───── Text block
Diary dates, daily edition
The BBC's Daily Politics is having an energy and environment feature today, with representatives of all the main parties in attendance. My expectations are low.
Daily Politics Environment Debate line-up with @afneil & @RHarrabin - Mon 20 April 2pm BBC2 #bbcdp (1/9) pic.twitter.com/GaK4vQamim
— roger harrabin (@RHarrabin) April 18, 2015
This will mean that we will have a series of half-baked claims about the climate from the Conservative, Labour, LibDem and Green spokesmen, with Roger Helmer expected to rebut the lot of them. I'm not even sure we will get heat, let alone any light. It will be largely declarations of the faith and damning of the heterodox.
Roger Harrabin's presence is interesting. I'm not a regular viewer of the show, but I can't recall an occasion on which Andrew Neil was given an overseer. Are BBC managers worried he might ask awkward questions?
Reader Comments (82)
Helmer v Davey...interesting. Surprised that UKIP had been invited.
All up there own ars*es except Helmer/Neil.
Roger (Green Parrot) Harrabin will be his normal brainless self, towing the laughable line of CAGW.
The fact there is no real knowledgeable sceptic and the presence of the Green Parrot, will mean it is just the BBC trying to justify the Paris conference
The BBC continues to disappoint!. The sooner it loses its licence fee the better.
Andrew Neil will keep the discussion on track and if he is allowed to, will put the eco-alarmists back in their boxes.
On his blog, Helmer comes across as a sceptic but I bet a pound to a penny that he will rein back and take a "safe" position for fear of appearing like a loon.
It all depends on how much muzzle they remove from Andrew Neil, he is usually very good at not letting politicians answer different questions, but only if he is allowed to. Harrabin is obviously there to prop-up the climate calamity brigade.
All communist entities had a political officer in every meeting. A member of the Polit Bureau who was there to make sure the discussion did not stray beyond prescribed communist thinking and to report any aberrant behaviour. I presume Harrabin is in that role for the BBC.
I bet there will be more of a debate between the presenters than between the panellists.
.."BBC managers worried he (Andrew Neil) might ask awkward questions?"
That,s for when he gets fellow country woman Nicola Sturgeon on the show.
Don't suppose our Andy is to pleased with the SNP wishing to make him and every other Scot foreigners in their own country.
And if they have to move the Trident Nuclear base down to Devonport and no longer have to pay off Scotland, so its goodbye Barnett Formula too.
──────────
───── Dataset rows
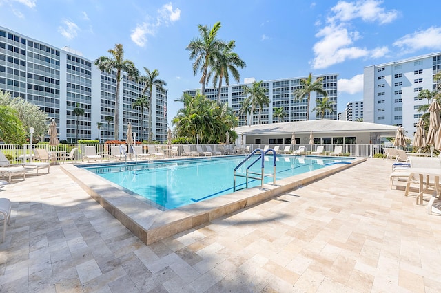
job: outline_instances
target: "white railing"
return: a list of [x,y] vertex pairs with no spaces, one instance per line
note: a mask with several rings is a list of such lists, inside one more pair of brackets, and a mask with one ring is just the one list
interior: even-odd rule
[[[99,155],[108,156],[110,155],[110,146],[113,145],[119,146],[120,144],[60,144],[55,146],[50,146],[47,144],[33,144],[33,148],[45,149],[48,153],[52,153],[57,157],[57,161],[61,163],[72,163],[81,162],[83,158],[83,146],[86,145],[94,145],[96,147],[96,153]],[[140,145],[140,144],[138,144]],[[141,144],[143,147],[144,153],[147,152],[147,146],[149,144]],[[196,144],[150,144],[156,147],[158,151],[163,151],[165,154],[171,153],[172,146],[178,146],[178,156],[181,156],[183,152],[183,145],[188,145],[191,151],[197,151]],[[243,154],[249,153],[257,148],[263,149],[265,145],[247,144],[246,145],[236,144],[209,144],[213,152],[220,152],[222,155],[232,154]],[[269,148],[274,149],[276,145],[279,146],[280,150],[283,150],[285,146],[290,146],[291,151],[295,151],[298,149],[300,144],[268,144]],[[322,145],[324,146],[324,155],[327,155],[330,152],[334,151],[336,146],[342,146],[342,153],[345,155],[351,157],[373,157],[376,153],[384,153],[383,145],[381,144],[301,144],[304,145],[306,149],[306,154],[310,153],[311,151],[316,151],[317,146]],[[207,151],[206,145],[201,144],[202,149]],[[69,157],[69,154],[72,149],[76,148],[77,151],[73,157]],[[410,149],[407,151],[409,151]],[[0,144],[0,151],[7,155],[11,163],[20,163],[24,161],[34,160],[32,150],[30,149],[30,144],[16,145],[16,144]],[[132,149],[127,146],[127,153],[130,154]]]

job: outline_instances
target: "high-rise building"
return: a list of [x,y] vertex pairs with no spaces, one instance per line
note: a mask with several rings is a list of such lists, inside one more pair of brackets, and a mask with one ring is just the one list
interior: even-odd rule
[[418,98],[423,89],[433,91],[433,75],[440,72],[441,52],[365,67],[365,122],[402,125],[409,136],[428,102]]
[[[60,140],[75,142],[77,129],[79,139],[113,140],[116,85],[116,72],[101,72],[81,52],[68,47],[59,49],[0,27],[0,90],[38,105],[50,118],[55,119]],[[140,138],[141,112],[132,105],[141,96],[144,85],[125,74],[120,82],[120,140],[125,140],[129,122]],[[148,90],[145,94],[150,96]],[[152,96],[152,139],[164,142],[167,90],[154,86]],[[75,108],[83,109],[84,116],[75,116]],[[143,139],[150,132],[147,112],[143,116]],[[99,131],[97,123],[101,124]]]
[[357,121],[363,118],[363,101],[349,102],[345,110],[347,121]]
[[[325,113],[325,119],[337,119],[337,74],[325,74],[313,76],[313,80],[323,78],[323,89],[327,92],[328,100],[334,102],[332,107],[334,111],[330,113],[327,111]],[[274,116],[276,108],[282,107],[285,113],[283,118],[284,122],[305,120],[307,111],[307,97],[301,101],[294,100],[293,91],[301,87],[300,80],[307,77],[278,79],[273,80],[263,80],[260,86],[267,89],[267,95],[271,102],[269,107],[264,107],[261,111],[260,124],[277,123],[278,118]],[[235,113],[238,115],[242,107],[242,102],[247,96],[243,94],[243,87],[251,86],[256,81],[254,78],[245,78],[244,83],[222,87],[220,89],[220,102],[227,102]],[[217,100],[217,87],[205,88],[205,96],[210,100]],[[200,89],[188,89],[184,93],[194,96]],[[314,91],[311,93],[309,105],[309,119],[320,119],[321,115],[312,111],[316,107],[316,100],[322,99],[323,96]],[[280,120],[281,122],[281,120]],[[252,119],[246,117],[245,114],[239,116],[239,126],[247,124],[256,124],[258,123],[258,111],[253,115]]]

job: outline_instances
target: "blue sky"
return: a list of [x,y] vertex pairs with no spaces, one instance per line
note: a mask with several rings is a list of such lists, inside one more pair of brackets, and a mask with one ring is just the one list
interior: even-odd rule
[[170,122],[182,91],[200,88],[185,50],[198,24],[220,21],[218,36],[236,41],[247,63],[241,83],[338,74],[340,111],[362,100],[364,67],[441,52],[439,8],[435,0],[0,0],[0,25],[92,61],[122,43],[141,73],[157,69],[167,83]]

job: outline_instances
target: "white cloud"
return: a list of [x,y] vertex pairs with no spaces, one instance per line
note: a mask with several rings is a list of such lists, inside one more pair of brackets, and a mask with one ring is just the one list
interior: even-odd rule
[[[394,20],[398,13],[396,10],[385,11],[380,7],[380,1],[368,0],[356,2],[339,1],[331,8],[334,14],[327,19],[327,25],[316,34],[321,38],[313,47],[314,69],[324,69],[347,59],[379,58],[389,52],[387,47],[368,49],[356,46],[356,41],[362,38],[351,27],[350,21],[360,18],[364,21],[376,21],[384,24]],[[316,21],[320,25],[320,21]]]
[[61,23],[63,26],[59,26],[58,32],[61,34],[63,36],[68,40],[71,40],[76,36],[78,34],[76,31],[79,30],[78,25],[67,19],[62,19]]
[[363,74],[357,74],[351,79],[340,78],[337,80],[338,94],[357,94],[363,91]]
[[158,16],[154,21],[143,22],[136,25],[132,31],[130,38],[139,47],[144,47],[147,42],[147,35],[154,36],[161,25],[167,26],[170,23],[178,21],[181,18],[181,10],[173,10],[172,3],[164,4],[158,10]]
[[365,21],[378,21],[380,24],[392,22],[398,16],[395,10],[385,11],[380,7],[382,1],[358,1],[356,2],[339,1],[337,5],[331,8],[335,15],[329,19],[331,22],[340,21],[348,21],[356,18],[360,18]]
[[441,27],[431,27],[408,34],[393,43],[406,53],[411,53],[421,49],[441,50]]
──────────
> Exercise prompt
According to the diary dates post, who is expected to rebut the climate claims made by the Conservative, Labour, LibDem and Green spokesmen?

> Correct output
Roger Helmer